*Task instructions*
Retype the tail of the data exactly, starting at the line containing "Target: blurred background" and stopping at the last line.

*Data provided*
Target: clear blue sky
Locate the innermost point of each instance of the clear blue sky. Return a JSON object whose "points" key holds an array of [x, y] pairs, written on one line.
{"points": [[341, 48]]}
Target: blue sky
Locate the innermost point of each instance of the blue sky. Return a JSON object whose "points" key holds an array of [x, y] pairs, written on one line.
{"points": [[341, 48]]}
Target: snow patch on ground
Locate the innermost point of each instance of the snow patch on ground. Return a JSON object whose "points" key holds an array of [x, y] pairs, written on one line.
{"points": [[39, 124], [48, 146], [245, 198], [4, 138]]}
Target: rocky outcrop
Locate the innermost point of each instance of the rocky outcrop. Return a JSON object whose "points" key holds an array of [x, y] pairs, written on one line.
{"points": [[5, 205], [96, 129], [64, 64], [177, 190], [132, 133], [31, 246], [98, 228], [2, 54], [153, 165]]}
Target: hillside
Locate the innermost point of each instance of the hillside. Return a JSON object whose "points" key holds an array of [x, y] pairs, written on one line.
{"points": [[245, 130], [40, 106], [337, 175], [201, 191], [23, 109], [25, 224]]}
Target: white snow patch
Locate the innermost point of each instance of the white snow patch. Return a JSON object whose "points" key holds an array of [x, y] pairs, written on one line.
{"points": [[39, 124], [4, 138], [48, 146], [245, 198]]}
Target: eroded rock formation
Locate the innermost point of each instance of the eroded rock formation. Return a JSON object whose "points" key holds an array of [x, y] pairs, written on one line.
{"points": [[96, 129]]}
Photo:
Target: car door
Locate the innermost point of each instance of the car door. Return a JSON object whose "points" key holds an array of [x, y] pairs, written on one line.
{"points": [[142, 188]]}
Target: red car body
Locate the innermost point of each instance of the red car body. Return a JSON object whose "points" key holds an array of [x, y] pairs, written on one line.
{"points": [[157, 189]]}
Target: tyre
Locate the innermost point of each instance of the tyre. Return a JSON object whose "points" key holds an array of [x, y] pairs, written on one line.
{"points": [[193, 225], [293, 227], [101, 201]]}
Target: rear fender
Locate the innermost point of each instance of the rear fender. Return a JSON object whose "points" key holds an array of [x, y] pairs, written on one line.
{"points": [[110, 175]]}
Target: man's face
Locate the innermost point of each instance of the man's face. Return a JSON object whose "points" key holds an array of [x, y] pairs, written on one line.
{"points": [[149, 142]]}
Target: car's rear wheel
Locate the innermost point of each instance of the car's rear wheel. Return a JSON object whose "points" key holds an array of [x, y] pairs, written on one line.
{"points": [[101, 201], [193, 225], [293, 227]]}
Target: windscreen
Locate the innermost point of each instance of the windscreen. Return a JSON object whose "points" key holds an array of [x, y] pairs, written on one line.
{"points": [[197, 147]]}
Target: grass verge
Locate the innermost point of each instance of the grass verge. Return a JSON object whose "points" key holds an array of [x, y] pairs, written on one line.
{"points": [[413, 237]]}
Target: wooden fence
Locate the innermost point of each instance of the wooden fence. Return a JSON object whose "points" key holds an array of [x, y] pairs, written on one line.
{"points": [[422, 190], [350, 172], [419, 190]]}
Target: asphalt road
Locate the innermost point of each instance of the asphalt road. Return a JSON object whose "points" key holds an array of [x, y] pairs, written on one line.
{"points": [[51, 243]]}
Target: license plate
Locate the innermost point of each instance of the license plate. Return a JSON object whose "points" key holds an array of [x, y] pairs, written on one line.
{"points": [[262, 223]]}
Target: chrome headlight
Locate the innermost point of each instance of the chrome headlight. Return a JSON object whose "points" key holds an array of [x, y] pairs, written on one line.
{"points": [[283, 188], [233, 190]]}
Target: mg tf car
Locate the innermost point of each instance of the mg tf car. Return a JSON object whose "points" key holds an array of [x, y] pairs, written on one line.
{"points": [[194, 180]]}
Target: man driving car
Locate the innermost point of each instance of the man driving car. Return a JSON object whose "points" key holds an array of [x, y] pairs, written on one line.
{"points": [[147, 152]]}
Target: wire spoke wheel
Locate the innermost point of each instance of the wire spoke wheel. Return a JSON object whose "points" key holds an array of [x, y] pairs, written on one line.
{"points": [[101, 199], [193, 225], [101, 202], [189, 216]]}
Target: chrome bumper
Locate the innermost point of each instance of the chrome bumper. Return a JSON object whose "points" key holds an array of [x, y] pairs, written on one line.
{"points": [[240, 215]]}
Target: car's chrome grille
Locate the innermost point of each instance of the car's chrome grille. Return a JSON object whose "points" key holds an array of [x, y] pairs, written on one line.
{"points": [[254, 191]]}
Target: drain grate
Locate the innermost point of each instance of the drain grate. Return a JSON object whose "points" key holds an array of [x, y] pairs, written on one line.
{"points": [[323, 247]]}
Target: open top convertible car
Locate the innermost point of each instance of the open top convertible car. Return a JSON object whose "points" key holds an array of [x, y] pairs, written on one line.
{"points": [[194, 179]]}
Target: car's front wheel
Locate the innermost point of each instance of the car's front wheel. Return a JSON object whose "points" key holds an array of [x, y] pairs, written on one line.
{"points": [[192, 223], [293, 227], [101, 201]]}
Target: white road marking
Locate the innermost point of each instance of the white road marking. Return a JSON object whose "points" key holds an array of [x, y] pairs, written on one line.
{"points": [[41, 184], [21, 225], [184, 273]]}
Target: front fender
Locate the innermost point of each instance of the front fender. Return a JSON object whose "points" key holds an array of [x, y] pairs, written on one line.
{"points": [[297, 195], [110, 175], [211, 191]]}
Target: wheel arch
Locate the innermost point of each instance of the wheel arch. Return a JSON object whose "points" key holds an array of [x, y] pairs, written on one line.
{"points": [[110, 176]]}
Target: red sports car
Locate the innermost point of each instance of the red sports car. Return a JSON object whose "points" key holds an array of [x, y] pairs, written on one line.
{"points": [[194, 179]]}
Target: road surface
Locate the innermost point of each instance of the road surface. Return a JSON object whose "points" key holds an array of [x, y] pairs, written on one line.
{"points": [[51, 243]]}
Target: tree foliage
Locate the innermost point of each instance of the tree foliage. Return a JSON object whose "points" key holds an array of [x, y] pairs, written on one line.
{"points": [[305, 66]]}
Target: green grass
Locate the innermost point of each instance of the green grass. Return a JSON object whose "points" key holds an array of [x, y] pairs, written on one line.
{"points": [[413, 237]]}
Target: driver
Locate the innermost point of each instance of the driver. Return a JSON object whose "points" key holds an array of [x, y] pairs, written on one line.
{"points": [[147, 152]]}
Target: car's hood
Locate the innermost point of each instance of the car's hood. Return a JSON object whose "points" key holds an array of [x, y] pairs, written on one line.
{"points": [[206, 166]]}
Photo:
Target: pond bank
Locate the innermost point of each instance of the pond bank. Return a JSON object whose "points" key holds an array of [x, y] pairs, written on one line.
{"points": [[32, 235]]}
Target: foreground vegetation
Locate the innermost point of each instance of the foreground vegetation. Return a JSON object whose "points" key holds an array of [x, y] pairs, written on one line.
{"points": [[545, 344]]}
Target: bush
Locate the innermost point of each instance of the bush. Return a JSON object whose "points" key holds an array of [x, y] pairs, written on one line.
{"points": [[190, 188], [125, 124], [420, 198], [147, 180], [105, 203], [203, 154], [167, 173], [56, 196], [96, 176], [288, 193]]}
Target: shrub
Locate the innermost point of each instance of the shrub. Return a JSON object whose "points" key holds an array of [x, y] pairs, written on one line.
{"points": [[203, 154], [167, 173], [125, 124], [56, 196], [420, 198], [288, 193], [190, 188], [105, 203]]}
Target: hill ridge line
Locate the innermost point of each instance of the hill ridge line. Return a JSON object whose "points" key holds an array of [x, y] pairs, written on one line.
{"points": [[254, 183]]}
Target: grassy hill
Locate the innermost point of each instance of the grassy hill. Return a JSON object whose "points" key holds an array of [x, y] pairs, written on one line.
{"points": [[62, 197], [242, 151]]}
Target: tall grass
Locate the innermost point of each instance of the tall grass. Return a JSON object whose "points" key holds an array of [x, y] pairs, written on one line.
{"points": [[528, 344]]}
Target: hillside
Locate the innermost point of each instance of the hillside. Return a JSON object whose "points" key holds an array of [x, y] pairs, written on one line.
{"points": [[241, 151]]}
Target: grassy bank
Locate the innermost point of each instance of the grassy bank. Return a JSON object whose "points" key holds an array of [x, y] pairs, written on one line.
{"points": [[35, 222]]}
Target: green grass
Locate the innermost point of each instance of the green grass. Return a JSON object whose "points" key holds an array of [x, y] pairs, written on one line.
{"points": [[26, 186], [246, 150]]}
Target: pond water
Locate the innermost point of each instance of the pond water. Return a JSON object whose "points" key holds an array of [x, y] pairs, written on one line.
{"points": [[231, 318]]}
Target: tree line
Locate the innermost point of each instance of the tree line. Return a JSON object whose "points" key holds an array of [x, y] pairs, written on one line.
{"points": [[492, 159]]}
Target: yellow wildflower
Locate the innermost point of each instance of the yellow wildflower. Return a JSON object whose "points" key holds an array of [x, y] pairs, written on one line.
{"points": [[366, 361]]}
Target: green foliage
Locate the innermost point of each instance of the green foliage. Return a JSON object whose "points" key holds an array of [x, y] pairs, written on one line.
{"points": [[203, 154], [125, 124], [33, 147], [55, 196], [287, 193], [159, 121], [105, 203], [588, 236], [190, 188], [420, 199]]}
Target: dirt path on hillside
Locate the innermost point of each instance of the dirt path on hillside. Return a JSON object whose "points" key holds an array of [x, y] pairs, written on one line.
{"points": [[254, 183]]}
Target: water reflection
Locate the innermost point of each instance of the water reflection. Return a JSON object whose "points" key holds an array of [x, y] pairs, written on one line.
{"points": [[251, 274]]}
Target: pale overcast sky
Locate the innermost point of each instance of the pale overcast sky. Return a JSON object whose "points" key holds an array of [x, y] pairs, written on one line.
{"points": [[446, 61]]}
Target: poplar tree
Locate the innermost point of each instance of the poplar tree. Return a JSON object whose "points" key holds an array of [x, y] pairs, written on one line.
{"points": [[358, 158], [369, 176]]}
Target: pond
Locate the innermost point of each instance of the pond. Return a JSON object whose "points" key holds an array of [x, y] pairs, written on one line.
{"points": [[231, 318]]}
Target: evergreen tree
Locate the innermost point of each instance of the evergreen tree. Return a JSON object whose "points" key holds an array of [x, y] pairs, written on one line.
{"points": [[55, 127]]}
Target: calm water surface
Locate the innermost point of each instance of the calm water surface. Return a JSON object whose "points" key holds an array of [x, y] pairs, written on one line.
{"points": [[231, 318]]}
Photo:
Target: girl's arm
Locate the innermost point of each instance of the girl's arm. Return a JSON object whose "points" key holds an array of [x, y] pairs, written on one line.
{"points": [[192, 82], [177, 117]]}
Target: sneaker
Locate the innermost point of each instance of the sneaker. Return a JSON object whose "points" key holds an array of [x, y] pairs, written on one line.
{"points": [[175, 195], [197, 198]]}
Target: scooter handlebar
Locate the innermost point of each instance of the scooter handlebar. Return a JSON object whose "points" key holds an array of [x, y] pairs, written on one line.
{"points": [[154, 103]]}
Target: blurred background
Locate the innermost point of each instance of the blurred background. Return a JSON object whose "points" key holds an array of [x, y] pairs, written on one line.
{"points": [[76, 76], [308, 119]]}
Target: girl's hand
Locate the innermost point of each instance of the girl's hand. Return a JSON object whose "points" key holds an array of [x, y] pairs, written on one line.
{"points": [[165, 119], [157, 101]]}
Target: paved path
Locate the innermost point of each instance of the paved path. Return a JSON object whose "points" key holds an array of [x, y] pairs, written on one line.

*Reply*
Target: blurred background
Locate the innermost point of each instance of the blurred background. Return a JSON object whose "points" key holds an array of [x, y] pairs, written on one line.
{"points": [[76, 76], [308, 119]]}
Target: girl's hand
Locate the innermost point of each instance of the girl's hand. Return a JSON object whose "points" key holds an array of [x, y] pairs, written on one line.
{"points": [[165, 119], [157, 101]]}
Target: paved path
Locate the innermost point of each instance of the paved path. Return a JSON object whose "points" key holds an array of [x, y] pairs, written on one line.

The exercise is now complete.